Pull out each line of the records below that contains the string "every", matching case exactly, and copy those lines unchanged.

---------------

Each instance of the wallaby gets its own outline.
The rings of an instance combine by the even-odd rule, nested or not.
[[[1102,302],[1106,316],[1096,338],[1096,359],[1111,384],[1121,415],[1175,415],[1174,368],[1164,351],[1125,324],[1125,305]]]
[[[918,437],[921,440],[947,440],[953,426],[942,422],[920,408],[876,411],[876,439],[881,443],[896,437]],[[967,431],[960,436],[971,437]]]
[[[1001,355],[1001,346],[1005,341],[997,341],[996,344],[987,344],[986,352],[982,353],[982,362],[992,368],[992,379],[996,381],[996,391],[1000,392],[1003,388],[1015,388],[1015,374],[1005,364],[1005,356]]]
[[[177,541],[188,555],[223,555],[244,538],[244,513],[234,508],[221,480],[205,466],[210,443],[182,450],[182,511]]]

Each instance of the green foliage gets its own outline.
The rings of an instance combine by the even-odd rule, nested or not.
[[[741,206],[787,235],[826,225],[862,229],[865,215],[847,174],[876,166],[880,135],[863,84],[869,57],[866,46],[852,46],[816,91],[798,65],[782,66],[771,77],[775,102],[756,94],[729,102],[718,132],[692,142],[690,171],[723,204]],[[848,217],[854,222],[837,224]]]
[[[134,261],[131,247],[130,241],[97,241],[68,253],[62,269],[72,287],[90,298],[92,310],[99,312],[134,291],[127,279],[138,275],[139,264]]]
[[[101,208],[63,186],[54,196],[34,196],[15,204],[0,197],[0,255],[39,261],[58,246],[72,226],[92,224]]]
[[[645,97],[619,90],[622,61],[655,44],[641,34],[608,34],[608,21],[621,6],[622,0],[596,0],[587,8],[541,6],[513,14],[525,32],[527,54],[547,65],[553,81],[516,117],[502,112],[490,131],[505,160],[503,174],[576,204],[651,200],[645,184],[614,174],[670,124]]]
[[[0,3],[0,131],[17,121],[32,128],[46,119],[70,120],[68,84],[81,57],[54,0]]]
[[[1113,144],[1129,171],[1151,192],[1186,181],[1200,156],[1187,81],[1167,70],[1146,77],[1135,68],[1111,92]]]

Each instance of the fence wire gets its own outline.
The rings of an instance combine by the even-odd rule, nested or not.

---------------

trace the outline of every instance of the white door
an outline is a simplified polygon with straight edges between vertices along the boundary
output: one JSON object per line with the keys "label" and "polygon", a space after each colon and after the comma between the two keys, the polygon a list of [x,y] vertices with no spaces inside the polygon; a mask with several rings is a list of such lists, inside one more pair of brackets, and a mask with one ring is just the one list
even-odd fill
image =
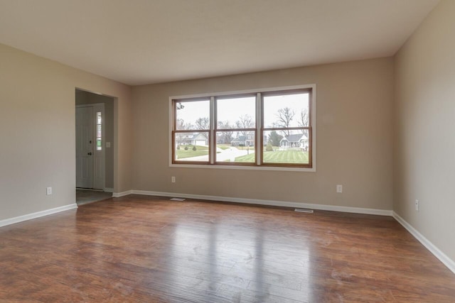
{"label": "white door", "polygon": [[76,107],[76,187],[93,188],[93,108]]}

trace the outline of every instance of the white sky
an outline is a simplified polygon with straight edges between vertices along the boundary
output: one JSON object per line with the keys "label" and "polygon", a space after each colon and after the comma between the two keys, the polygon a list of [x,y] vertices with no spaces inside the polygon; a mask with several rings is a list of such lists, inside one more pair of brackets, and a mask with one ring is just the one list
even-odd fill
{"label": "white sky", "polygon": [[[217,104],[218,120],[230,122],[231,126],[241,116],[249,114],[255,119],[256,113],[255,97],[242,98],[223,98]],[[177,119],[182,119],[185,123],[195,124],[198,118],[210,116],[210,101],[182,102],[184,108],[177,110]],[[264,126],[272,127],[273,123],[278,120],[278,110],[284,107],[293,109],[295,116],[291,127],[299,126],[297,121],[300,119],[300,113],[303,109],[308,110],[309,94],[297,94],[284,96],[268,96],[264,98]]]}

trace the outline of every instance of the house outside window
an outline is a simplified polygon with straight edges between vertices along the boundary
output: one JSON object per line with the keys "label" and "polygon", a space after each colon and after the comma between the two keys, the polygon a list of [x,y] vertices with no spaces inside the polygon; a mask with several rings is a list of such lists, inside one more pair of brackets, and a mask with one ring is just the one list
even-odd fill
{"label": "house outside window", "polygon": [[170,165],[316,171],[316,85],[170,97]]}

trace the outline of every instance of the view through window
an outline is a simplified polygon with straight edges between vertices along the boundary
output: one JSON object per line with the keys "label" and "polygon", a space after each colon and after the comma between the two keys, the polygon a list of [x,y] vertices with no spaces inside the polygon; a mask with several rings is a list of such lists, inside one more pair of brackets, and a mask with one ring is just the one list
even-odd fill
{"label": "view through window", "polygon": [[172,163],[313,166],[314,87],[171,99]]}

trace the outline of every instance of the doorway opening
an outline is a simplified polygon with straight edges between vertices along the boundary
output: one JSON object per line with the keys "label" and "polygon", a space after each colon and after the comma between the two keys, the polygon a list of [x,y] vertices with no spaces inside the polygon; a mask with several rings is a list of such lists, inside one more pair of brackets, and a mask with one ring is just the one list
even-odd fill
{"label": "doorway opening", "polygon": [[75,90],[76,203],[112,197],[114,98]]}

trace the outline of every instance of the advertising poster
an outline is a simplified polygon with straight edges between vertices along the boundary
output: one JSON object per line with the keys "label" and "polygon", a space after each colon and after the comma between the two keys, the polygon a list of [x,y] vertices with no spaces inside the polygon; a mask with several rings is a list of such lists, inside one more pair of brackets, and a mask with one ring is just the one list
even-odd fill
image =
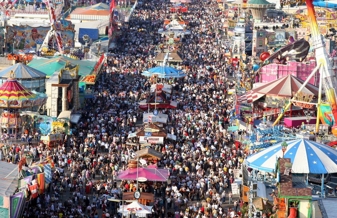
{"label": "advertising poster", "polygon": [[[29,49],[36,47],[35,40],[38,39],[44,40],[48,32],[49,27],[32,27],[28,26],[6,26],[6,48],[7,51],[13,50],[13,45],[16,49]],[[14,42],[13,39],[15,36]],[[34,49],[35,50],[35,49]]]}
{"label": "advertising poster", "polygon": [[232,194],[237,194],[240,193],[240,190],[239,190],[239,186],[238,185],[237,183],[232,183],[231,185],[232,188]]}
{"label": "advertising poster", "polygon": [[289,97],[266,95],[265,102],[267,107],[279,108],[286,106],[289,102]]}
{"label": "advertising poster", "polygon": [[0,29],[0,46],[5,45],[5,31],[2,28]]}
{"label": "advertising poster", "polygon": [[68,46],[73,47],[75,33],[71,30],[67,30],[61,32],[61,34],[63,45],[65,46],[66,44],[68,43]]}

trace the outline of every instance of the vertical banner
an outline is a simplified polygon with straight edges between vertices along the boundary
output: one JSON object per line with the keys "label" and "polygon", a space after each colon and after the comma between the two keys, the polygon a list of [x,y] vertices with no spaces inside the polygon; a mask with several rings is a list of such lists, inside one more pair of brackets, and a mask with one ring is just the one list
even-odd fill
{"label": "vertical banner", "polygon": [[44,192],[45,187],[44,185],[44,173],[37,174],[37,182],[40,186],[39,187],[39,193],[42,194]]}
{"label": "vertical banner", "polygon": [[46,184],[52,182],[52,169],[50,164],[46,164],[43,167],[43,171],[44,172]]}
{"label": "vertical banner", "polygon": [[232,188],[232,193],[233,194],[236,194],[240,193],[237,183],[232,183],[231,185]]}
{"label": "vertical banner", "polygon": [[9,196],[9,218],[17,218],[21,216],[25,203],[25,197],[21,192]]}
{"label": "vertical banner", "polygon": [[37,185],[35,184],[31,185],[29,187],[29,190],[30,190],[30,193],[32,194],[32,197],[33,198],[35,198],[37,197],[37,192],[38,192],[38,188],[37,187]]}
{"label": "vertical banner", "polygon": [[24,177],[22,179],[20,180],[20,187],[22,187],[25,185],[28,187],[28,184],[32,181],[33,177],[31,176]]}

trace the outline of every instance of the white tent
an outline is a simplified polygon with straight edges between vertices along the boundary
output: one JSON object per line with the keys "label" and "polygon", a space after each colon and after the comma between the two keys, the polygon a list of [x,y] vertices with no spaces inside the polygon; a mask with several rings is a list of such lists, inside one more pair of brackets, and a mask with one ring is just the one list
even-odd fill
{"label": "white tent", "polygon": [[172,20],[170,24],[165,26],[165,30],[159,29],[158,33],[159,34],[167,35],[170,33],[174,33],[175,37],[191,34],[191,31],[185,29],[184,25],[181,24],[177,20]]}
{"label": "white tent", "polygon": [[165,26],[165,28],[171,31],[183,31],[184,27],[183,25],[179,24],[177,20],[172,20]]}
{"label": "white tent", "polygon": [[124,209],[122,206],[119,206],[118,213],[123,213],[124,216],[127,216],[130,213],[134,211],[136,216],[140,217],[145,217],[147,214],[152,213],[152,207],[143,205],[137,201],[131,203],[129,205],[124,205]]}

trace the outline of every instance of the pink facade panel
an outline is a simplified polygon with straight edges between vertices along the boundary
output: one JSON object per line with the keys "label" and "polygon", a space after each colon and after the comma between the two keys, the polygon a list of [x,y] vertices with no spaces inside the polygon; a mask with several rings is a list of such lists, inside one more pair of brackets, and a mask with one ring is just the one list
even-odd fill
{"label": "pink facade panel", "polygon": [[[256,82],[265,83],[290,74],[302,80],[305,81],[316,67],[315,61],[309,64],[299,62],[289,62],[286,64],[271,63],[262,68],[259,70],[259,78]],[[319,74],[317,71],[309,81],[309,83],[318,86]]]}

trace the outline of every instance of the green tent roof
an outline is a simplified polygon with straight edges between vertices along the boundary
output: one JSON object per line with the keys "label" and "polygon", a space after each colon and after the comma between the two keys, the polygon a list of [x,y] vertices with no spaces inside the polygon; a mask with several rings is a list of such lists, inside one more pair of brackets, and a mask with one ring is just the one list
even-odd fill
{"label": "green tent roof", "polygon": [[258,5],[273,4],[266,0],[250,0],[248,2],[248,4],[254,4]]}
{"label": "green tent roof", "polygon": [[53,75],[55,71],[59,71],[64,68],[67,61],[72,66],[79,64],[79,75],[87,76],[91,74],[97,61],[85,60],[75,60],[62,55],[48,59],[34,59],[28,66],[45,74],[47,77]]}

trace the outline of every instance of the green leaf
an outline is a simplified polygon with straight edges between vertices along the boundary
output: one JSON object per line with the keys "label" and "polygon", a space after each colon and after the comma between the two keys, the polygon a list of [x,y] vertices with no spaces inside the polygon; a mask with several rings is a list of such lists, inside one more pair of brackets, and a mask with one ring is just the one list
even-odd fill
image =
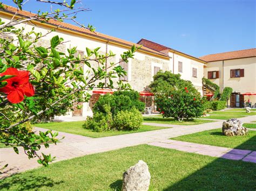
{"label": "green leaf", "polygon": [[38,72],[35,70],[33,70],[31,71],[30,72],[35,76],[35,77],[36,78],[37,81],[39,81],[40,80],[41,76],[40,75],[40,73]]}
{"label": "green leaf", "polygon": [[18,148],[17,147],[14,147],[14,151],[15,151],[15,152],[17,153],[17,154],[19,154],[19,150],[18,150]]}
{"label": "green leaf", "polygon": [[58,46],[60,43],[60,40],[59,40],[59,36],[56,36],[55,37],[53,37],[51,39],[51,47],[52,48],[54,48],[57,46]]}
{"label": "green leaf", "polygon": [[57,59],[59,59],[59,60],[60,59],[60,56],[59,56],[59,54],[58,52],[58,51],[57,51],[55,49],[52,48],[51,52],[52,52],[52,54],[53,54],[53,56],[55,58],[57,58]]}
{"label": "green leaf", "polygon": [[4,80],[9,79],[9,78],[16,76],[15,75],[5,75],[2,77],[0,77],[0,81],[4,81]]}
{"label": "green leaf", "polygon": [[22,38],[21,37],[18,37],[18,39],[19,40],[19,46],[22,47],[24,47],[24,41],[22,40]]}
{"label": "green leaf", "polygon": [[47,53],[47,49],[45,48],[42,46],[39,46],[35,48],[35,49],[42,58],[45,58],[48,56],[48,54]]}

---------------

• [ANSWER]
trace the outline of every instance of the white door
trace the outline of every instance of the white sky
trace the outline of every instance of the house outside window
trace the outline of every instance of the view through window
trace the outline of every instance of the doorway opening
trace the outline of every instance of the advertising poster
trace the outline of every instance of the vertical banner
trace the outline of every instance of the white tent
trace the outline of every instance of the pink facade panel
trace the outline of every instance of the green tent roof
trace the outline of every instance of the green leaf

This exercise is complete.